Present every line of the records below as a numbered list, skipping blank lines and leaving out the pictures.

^^^^^^^^^^^^^^^^

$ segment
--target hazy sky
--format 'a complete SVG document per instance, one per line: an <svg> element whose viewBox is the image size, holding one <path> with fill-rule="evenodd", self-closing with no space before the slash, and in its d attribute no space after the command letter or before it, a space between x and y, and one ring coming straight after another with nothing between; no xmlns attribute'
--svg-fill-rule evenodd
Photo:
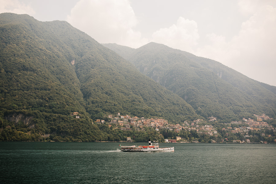
<svg viewBox="0 0 276 184"><path fill-rule="evenodd" d="M276 86L276 0L0 0L0 13L64 20L102 43L163 44Z"/></svg>

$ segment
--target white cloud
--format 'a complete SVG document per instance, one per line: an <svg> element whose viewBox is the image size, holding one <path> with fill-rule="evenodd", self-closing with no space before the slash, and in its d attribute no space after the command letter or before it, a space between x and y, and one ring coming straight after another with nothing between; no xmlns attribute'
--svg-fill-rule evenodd
<svg viewBox="0 0 276 184"><path fill-rule="evenodd" d="M199 38L197 23L180 17L176 25L169 28L161 28L152 35L152 41L169 47L191 52L197 44Z"/></svg>
<svg viewBox="0 0 276 184"><path fill-rule="evenodd" d="M276 86L276 8L259 7L243 23L238 34L226 42L210 34L210 44L196 54L220 62L248 77Z"/></svg>
<svg viewBox="0 0 276 184"><path fill-rule="evenodd" d="M33 15L35 12L29 5L26 5L18 0L0 0L0 13L11 13L17 14L27 14Z"/></svg>
<svg viewBox="0 0 276 184"><path fill-rule="evenodd" d="M67 21L100 43L137 48L148 42L133 29L137 21L127 0L81 0Z"/></svg>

^^^^^^^^^^^^^^^^

» EXPECTED ANSWER:
1. $ segment
2. --target hazy sky
3. --format 'a complete SVG document per instance, one per line: an <svg> element whose viewBox is the image size, holding one <path> with fill-rule="evenodd", self-closing with no space before the slash, and in its d attribute no space after the command letter or before it, a space between x and y, and one ring coming straight after another with nothing between; no xmlns attribute'
4. --svg-fill-rule evenodd
5. Photo:
6. <svg viewBox="0 0 276 184"><path fill-rule="evenodd" d="M276 86L276 0L0 0L0 13L64 20L102 43L163 44Z"/></svg>
7. $ segment
8. --target white cloud
9. --format 'a complete SVG document per instance, one per line: an <svg> element whose viewBox is the image size, holding one <path> with fill-rule="evenodd", self-closing with no space before the slash, and in its d attribute no space after the command letter or before it, a space between x and y, and one ring coming straight after another with nothing between; no xmlns attribute'
10. --svg-fill-rule evenodd
11. <svg viewBox="0 0 276 184"><path fill-rule="evenodd" d="M199 38L197 23L180 17L176 25L169 28L161 28L152 35L152 41L169 47L191 52L197 44Z"/></svg>
12. <svg viewBox="0 0 276 184"><path fill-rule="evenodd" d="M276 86L276 8L259 7L243 23L238 34L226 42L210 34L210 44L196 54L220 62L248 77Z"/></svg>
13. <svg viewBox="0 0 276 184"><path fill-rule="evenodd" d="M33 15L35 12L29 5L26 5L18 0L0 0L0 13L11 13L17 14L27 14Z"/></svg>
14. <svg viewBox="0 0 276 184"><path fill-rule="evenodd" d="M67 21L100 43L137 48L148 42L133 29L137 21L127 0L81 0Z"/></svg>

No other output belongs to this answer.